What you will do
(1) List every option the q sums text gives for when a sum won't fit in 63 bits.
(2) Answer these questions from the q sums text:
(a) What type should the column be cast to before applying sum?
(b) What suffix is required on literal values that cannot fit into an int?
(c) In which direction are the constraints in a where clause evaluated?
(3) Transcribe the stretch of the q sums text from "In many programming" through "for arbitrary-precision arithmetic.".

Short answer: cast the column to long before applying sum:

select sum `long $ size from large_table

In many programming languages, including q, anytime you add integers (unless you somehow know for sure that the sum will fit in – roughly – 31 bits) you risk integer overflow. If you’re lucky, the error will be obvious (e.g., you’ll get a negative number when you expected a positive one). Casting the arguments to sum to long will give you (almost) 63 bits of breathing room.

If your sum won’t fit in 63 bits, you’ll need to explore other options:

  • Switch to floats. Although overflow is still possible, it’s rare. However, you lose some precision.
  • Use a bignum library such as gmp.
  • Use a language (e.g., haskell or clojure) that has built-in support for arbitrary-precision arithmetic.

Lastly, keep in mind that literal values that cannot fit into an int must be suffixed with j – even if the context suggests that a long is expected:

q)select from meta large_table where c = `id
c | t f a
--| -----
id| j
q)count select from large_table where id = 84066472837652480
'84066472837652480
q)count select from large_table where id = 84066472837652480j
1
q)

Short answer: Yes, put the most restrictive constraint first.

Although expressions in q are usually evaluated from right to left, there is one exception: the constraints in a where clause are evaluated from left to right. Consider the following example:

q)t: ([] x: `a`b`c; y: 1 2 3)

(Data entries)
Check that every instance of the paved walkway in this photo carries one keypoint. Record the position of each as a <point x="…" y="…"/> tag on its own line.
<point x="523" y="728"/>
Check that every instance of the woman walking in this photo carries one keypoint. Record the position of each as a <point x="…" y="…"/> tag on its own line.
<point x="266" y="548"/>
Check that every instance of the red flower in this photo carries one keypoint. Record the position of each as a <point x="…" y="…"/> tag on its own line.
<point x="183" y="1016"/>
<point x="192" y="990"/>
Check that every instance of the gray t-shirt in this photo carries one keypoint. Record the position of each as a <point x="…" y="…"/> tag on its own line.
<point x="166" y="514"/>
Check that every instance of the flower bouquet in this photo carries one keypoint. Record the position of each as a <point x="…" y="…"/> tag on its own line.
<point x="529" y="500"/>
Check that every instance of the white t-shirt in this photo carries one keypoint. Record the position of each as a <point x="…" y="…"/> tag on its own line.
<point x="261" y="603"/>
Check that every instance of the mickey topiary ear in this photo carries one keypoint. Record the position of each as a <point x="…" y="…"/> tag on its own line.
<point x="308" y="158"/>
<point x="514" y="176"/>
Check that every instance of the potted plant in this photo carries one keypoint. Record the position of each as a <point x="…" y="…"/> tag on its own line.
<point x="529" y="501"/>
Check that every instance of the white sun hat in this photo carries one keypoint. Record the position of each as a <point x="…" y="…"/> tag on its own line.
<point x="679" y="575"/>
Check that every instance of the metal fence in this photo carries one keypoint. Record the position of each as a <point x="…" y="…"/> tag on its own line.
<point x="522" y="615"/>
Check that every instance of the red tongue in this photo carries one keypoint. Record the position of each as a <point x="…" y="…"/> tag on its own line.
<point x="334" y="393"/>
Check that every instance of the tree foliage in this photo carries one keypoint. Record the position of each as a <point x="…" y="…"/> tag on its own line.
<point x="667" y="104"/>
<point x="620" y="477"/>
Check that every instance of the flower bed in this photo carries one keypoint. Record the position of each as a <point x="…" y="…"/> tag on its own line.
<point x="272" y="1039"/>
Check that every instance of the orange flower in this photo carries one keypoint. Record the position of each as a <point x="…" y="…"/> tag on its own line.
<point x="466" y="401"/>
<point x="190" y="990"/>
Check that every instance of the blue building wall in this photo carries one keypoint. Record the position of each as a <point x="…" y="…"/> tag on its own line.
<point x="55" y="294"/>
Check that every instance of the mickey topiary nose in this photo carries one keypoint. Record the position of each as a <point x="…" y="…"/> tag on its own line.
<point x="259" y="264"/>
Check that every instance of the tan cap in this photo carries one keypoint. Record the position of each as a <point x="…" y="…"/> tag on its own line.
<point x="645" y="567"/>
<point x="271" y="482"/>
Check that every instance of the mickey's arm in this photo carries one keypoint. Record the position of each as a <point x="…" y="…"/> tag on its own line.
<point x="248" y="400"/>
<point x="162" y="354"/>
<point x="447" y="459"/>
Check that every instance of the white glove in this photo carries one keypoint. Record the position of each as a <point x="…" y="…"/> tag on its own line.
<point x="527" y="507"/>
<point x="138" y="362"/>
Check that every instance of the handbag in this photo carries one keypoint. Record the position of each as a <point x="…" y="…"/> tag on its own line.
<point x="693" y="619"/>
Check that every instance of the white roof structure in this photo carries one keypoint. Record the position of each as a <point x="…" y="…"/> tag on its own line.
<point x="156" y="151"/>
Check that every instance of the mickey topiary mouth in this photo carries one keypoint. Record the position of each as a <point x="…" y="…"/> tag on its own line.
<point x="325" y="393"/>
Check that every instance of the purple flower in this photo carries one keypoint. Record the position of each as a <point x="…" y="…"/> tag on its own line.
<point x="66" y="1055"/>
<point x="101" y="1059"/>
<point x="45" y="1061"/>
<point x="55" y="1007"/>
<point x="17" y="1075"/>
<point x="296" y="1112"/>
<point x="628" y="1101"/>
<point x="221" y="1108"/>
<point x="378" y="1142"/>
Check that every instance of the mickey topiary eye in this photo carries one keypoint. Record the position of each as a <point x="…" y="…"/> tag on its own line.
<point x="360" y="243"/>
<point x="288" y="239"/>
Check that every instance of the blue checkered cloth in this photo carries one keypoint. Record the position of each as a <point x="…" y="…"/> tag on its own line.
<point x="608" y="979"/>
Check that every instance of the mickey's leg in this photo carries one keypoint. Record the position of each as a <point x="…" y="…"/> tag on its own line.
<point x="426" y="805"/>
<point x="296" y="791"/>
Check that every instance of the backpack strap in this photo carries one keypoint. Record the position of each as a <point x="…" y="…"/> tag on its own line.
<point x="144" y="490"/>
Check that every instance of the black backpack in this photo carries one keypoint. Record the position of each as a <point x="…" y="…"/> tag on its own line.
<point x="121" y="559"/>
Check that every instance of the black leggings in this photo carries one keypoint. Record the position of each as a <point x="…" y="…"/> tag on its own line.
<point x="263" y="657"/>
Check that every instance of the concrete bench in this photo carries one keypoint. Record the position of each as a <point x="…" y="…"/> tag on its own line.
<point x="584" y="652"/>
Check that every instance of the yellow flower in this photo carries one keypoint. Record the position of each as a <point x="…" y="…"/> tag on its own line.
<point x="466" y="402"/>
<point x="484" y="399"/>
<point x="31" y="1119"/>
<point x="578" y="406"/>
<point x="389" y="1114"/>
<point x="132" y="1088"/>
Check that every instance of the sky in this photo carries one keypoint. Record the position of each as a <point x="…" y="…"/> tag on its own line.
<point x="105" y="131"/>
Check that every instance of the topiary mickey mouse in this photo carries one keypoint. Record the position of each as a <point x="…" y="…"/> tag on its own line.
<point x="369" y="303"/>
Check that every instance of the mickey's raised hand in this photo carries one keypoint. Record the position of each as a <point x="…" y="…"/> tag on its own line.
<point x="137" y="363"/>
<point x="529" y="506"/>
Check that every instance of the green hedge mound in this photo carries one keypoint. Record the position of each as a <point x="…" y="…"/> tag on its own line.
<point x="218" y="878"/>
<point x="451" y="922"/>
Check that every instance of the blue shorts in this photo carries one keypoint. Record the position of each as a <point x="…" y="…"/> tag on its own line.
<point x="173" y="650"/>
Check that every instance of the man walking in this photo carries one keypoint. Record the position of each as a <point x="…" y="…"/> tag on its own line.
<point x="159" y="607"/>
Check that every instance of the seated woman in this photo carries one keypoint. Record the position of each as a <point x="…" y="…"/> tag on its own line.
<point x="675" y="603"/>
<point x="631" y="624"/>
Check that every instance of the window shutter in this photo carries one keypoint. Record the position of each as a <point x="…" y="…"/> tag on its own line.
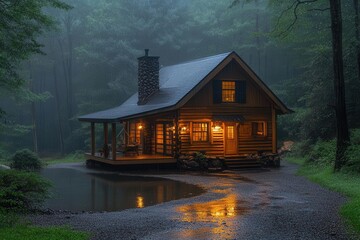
<point x="240" y="91"/>
<point x="217" y="91"/>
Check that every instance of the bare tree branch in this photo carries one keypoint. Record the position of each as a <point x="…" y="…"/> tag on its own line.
<point x="295" y="6"/>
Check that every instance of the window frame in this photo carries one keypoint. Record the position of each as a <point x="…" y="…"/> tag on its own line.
<point x="201" y="131"/>
<point x="232" y="89"/>
<point x="264" y="125"/>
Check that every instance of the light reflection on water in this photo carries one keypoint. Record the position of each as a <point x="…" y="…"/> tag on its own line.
<point x="78" y="191"/>
<point x="220" y="213"/>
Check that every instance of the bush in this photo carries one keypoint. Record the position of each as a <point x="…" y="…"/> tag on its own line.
<point x="323" y="152"/>
<point x="25" y="160"/>
<point x="22" y="191"/>
<point x="353" y="153"/>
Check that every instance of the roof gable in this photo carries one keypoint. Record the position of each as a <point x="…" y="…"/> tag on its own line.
<point x="178" y="83"/>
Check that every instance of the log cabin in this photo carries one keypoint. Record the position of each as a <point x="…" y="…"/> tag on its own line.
<point x="216" y="105"/>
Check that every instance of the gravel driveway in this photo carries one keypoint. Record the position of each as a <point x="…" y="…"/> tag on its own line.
<point x="263" y="204"/>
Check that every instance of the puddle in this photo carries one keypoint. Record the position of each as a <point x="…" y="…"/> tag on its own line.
<point x="79" y="191"/>
<point x="219" y="213"/>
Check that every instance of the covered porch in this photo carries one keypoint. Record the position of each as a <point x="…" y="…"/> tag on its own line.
<point x="131" y="142"/>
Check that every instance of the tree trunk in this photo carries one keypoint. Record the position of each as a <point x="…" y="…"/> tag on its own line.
<point x="339" y="85"/>
<point x="357" y="34"/>
<point x="57" y="102"/>
<point x="258" y="38"/>
<point x="33" y="114"/>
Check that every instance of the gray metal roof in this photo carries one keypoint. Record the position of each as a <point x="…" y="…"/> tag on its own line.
<point x="176" y="82"/>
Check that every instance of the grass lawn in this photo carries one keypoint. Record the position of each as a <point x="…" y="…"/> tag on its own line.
<point x="345" y="183"/>
<point x="41" y="233"/>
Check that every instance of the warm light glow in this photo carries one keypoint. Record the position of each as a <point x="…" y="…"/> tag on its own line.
<point x="217" y="128"/>
<point x="139" y="202"/>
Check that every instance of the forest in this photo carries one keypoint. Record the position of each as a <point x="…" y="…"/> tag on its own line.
<point x="77" y="57"/>
<point x="61" y="59"/>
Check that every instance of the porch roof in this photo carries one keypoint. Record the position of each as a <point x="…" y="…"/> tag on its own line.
<point x="229" y="118"/>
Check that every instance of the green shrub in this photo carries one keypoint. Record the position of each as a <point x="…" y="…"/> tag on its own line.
<point x="22" y="191"/>
<point x="25" y="160"/>
<point x="323" y="152"/>
<point x="353" y="153"/>
<point x="8" y="219"/>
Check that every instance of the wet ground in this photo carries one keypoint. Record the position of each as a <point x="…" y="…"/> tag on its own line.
<point x="78" y="191"/>
<point x="264" y="204"/>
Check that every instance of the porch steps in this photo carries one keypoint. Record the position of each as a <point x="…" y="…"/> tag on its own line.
<point x="240" y="162"/>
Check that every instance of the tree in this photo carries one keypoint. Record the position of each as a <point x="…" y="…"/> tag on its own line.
<point x="21" y="22"/>
<point x="339" y="85"/>
<point x="300" y="9"/>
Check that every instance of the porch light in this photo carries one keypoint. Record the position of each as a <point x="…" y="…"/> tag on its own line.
<point x="217" y="126"/>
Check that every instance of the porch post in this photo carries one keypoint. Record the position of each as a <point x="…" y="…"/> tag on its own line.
<point x="106" y="134"/>
<point x="113" y="142"/>
<point x="274" y="130"/>
<point x="92" y="138"/>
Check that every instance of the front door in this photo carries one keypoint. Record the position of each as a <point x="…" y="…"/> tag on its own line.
<point x="164" y="138"/>
<point x="230" y="138"/>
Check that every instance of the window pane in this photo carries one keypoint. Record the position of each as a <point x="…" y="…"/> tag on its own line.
<point x="200" y="132"/>
<point x="228" y="91"/>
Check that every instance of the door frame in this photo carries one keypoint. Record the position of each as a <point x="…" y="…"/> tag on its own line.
<point x="165" y="134"/>
<point x="235" y="125"/>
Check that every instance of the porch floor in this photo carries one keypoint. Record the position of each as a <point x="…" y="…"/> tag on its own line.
<point x="132" y="160"/>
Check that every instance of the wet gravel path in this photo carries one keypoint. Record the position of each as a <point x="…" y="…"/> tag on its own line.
<point x="266" y="204"/>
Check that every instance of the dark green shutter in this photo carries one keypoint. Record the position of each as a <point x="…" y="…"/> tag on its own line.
<point x="217" y="91"/>
<point x="240" y="91"/>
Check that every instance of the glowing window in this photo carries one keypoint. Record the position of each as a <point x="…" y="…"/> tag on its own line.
<point x="228" y="91"/>
<point x="259" y="128"/>
<point x="200" y="132"/>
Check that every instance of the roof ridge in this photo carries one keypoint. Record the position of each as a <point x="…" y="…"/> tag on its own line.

Solutions by task
(1)
- Switch to floats
- Use a bignum library such as gmp
- Use a language (e.g., haskell or clojure) that has built-in support for arbitrary-precision arithmetic

(2)
(a) Long.
(b) j.
(c) From left to right.

(3)
In many programming languages, including q, anytime you add integers (unless you somehow know for sure that the sum will fit in – roughly – 31 bits) you risk integer overflow. If you’re lucky, the error will be obvious (e.g., you’ll get a negative number when you expected a positive one). Casting the arguments to sum to long will give you (almost) 63 bits of breathing room.

If your sum won’t fit in 63 bits, you’ll need to explore other options:

  • Switch to floats. Although overflow is still possible, it’s rare. However, you lose some precision.
  • Use a bignum library such as gmp.
  • Use a language (e.g., haskell or clojure) that has built-in support for arbitrary-precision arithmetic.